→ **Saved entries**
◆ ◆ ◆
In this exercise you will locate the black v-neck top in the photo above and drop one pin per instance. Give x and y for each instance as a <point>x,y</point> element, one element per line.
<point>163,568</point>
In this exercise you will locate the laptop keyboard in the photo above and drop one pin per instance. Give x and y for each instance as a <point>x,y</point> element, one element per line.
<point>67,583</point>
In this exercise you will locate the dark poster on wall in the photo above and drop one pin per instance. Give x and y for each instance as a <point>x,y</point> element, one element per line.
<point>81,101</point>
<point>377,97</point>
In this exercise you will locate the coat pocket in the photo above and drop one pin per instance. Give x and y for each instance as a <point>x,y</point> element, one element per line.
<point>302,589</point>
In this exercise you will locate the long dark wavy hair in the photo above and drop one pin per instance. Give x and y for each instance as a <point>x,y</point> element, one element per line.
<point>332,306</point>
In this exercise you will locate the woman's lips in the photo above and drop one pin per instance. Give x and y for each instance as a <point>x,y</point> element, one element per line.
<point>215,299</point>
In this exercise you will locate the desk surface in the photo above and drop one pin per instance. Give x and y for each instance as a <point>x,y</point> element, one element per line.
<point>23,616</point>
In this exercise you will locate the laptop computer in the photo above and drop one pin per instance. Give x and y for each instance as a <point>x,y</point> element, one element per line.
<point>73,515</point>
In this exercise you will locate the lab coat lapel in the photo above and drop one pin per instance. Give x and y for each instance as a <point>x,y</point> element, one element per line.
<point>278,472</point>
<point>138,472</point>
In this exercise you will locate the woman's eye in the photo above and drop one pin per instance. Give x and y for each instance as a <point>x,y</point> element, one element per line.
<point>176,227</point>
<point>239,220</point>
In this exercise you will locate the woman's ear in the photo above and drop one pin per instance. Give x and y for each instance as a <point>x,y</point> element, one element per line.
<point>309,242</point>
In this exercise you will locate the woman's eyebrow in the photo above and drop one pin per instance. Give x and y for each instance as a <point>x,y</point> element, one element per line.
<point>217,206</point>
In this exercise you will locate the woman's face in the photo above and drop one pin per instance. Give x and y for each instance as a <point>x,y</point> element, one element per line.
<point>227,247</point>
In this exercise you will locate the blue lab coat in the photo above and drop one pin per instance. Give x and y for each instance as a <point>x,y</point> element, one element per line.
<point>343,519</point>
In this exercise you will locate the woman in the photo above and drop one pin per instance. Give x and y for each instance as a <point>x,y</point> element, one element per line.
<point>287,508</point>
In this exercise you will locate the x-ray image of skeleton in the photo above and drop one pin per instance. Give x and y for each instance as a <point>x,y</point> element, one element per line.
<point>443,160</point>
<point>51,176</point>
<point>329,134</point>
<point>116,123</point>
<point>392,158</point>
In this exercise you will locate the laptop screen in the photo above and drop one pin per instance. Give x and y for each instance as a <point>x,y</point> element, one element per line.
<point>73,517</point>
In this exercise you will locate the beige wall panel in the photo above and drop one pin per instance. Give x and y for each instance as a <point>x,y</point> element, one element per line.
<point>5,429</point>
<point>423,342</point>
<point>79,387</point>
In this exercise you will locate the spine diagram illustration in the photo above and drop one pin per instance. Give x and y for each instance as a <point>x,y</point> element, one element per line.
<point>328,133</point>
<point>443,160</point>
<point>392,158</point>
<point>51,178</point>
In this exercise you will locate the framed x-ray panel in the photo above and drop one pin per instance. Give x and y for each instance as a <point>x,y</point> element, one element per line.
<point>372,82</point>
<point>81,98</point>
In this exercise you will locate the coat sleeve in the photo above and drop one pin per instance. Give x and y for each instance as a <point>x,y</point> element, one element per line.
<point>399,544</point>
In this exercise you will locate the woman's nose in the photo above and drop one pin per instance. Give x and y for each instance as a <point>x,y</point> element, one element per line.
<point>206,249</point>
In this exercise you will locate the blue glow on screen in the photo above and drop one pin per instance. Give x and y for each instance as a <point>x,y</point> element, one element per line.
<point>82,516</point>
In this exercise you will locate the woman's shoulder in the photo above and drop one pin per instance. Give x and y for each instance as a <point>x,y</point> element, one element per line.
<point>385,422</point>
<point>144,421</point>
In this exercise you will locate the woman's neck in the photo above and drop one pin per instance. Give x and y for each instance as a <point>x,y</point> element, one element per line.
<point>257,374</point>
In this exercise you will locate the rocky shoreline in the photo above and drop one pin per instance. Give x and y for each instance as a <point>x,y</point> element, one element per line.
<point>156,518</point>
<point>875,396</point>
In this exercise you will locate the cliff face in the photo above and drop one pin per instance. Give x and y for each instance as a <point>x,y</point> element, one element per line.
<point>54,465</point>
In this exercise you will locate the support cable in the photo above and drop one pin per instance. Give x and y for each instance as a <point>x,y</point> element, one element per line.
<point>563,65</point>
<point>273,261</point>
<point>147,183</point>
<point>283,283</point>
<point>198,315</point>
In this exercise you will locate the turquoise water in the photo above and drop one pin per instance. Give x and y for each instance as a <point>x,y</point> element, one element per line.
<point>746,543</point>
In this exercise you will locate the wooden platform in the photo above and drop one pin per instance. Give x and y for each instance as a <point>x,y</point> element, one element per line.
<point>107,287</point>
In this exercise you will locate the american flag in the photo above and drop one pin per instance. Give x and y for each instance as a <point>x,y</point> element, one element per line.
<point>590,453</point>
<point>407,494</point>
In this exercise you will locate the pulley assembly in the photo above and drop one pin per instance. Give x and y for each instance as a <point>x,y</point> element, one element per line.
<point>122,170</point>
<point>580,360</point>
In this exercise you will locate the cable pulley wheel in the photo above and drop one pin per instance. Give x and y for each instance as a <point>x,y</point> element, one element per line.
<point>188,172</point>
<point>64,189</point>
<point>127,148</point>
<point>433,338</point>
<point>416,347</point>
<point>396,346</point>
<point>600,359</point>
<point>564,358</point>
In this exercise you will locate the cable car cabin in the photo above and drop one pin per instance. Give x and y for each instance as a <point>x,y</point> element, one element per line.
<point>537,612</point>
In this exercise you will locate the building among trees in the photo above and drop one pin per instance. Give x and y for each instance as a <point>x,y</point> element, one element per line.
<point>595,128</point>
◆ ◆ ◆
→ **Your assignment**
All that is needed is the line containing "In this exercise you will locate the cable car" and each line after it to the end of the data above, set down exactly.

→ **Exercise result**
In this exercise you will locate the cable car cabin in the photo above and drop one pin per instance. Give x and y for each instance as a <point>x,y</point> element, one element per line.
<point>537,612</point>
In this exercise you will locate the building among trees in the photo above and drop one pin per instance. Give x and y for each instance as a <point>x,y</point> element, one element per line.
<point>595,128</point>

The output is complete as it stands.